5 Tips for the Road to Recovery
Heroin is one of the hardest drugs to quit using mainly because of the extreme pain abusers feel when they stop using it. Kicking the habit and detoxing the drug from your system is a huge step in the recovery process, and it’s something to be proud of. Your pure determination to stay clean and avoid relapsing may seem like enough right now, but you may need other methods to cope if you want to commit to staying clean.
Have a Strong Support Network
Having people to turn to when you’re struggling is one of the most important steps to recovery. If you don’t already have a solid support network, attending recovery groups can help you build one. Once you find a support group, you’ll need to make it a priority to attend the meetings on a regular basis. Having a sponsor is something that can ensure you stay on the right path. With a sponsor, you’ll be able to meet with them, check in with them, and tell them when you’re struggling. One job of the sponsor is to guide you through the 12 Steps.
Take it One Day at a Time
Taking it one day at a time means you don’t have to take on all the problems of life at once. Just commit to being happy for the next 24-hours and focus on enjoying your life. It’s also helpful to find at least 30-minutes for relaxing each day to deal with stress. The reason why one day at a time works is because it can often be overwhelming to commit to stop using drugs forever. Focusing on just the day allows you to make a goal to stay clean for the next 24-hours.
Join Martial Arts Class
Joining a martial arts class will help you learn mental discipline, which can help your mind stay sharp and alert. Participating in martial arts helps you fill your time and gives you great exercise. Martial arts are much more than just fighting; it teaches mental cultivation and self-discipline. Some types of martial arts include:
· Tae Kwon Do
· Tai Chi
· Mixed Martial Arts (MMA)

[Instructions to follow] Repeat the recovery tips passage word for word, starting with "Join Martial Arts" and going on through "Martial Arts (MMA)". The listing that comes next has nothing to do with the recovery tips text.

[Data below]
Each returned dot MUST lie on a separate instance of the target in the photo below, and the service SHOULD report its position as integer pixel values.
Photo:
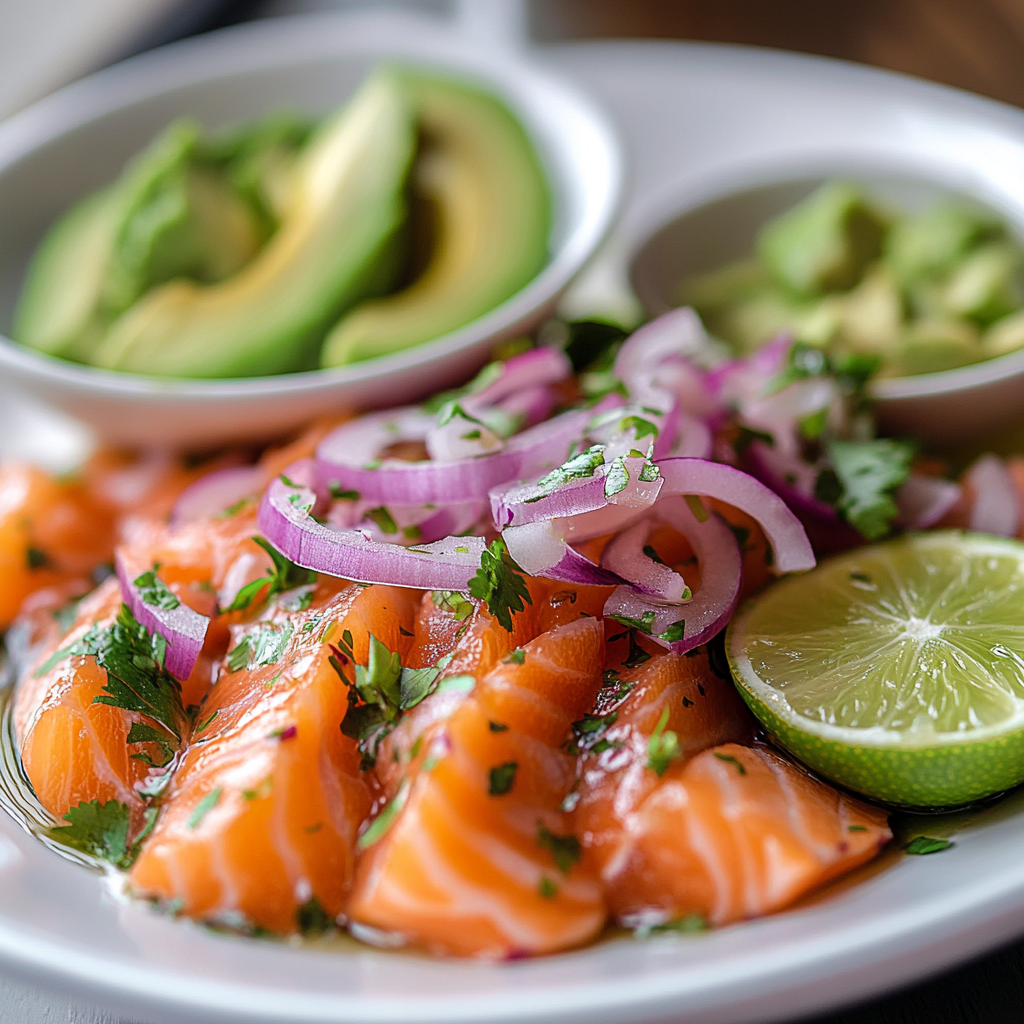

[Answer space]
Join Martial Arts Class
Joining a martial arts class will help you learn mental discipline, which can help your mind stay sharp and alert. Participating in martial arts helps you fill your time and gives you great exercise. Martial arts are much more than just fighting; it teaches mental cultivation and self-discipline. Some types of martial arts include:
· Tae Kwon Do
· Tai Chi
· Mixed Martial Arts (MMA)